The fair market rent guideline challenged here does not squarely implicate Regina . Although DHCR acknowledges that applying the guideline to rents charged before HSTPA's effective date might pose retroactivity concerns, the record includes no such refund. Indeed, DHCR's own regulations prohibit DCHR from issuing a refund order "relat[ing] to a period more than two years prior to the local effective date" of an emergency declaration. As applied here, that prevents the issuance of any refunds for rent paid prior to August 1, 2020 (9 NYCRR 2502.3 [a] [2]; see also id. § 2500.2 [q] [2], [3]).
Petitioners instead seek facial relief invalidating the guideline on the theory that it may lead to rent refunds for rents charged prior to the local effective date of Kingston's housing emergency. Regina does not prohibit that. Unlike in Regina , no provision of state or local law "inoculated" property owners from DHCR refund claims prior to Kingston's declaration of a housing emergency on August 1, 2022. To the contrary, once HSTPA became effective on June 14, 2019, state law explicitly provided that rental units in Kingston might eventually become subject to ETPA regulation
[FN2] . Our holding in Matter of Freeport Randall Co. v Herman (56 NY2d 832, 833-834 [1982]) confirms the importance of this distinction. There, we held that the ETPA's rent-stabilization scheme could be applied to leases entered into after the ETPA's effective date but before a housing emergency had been declared, reasoning that apartment owners had entered into leases "subject to the power of the state reserved by [the ETPA] to itself and to the municipalities . . . to determine the emergency need for controlling rents within its borders," including by means of rent refunds ( id. at 833-
834).

TASK LIST —
a) Answer these questions using the passage on the fair market rent guideline:
(i) On what date did Kingston declare a housing emergency?
(ii) When did HSTPA become effective?
(iii) Which 1982 case does the court say confirms the importance of the distinction it draws?
b) Translate this sentence from the passage on the fair market rent guideline into Spanish: "Petitioners instead seek facial relief invalidating the guideline on the theory that it may lead to rent refunds for rents charged prior to the local effective date of Kingston's housing emergency."
c) Please quote the part of the passage on the fair market rent guideline that opens with the words containing "The fair market" and closes with "2500.2 [q] [2], [3]).".

INFORMATION SHOWN —
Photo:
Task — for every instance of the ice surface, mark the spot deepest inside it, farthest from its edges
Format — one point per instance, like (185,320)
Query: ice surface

PROBLEM SOLUTIONS —
a)
(i) August 1, 2022
(ii) June 14, 2019
(iii) Matter of Freeport Randall Co. v Herman

b) En cambio, los peticionarios solicitan que se invalide la directriz en abstracto, con el argumento de que esta podría dar lugar a reembolsos de los alquileres cobrados antes de la fecha de entrada en vigor local de la emergencia habitacional de Kingston.

c)
The fair market rent guideline challenged here does not squarely implicate Regina . Although DHCR acknowledges that applying the guideline to rents charged before HSTPA's effective date might pose retroactivity concerns, the record includes no such refund. Indeed, DHCR's own regulations prohibit DCHR from issuing a refund order "relat[ing] to a period more than two years prior to the local effective date" of an emergency declaration. As applied here, that prevents the issuance of any refunds for rent paid prior to August 1, 2020 (9 NYCRR 2502.3 [a] [2]; see also id. § 2500.2 [q] [2], [3]).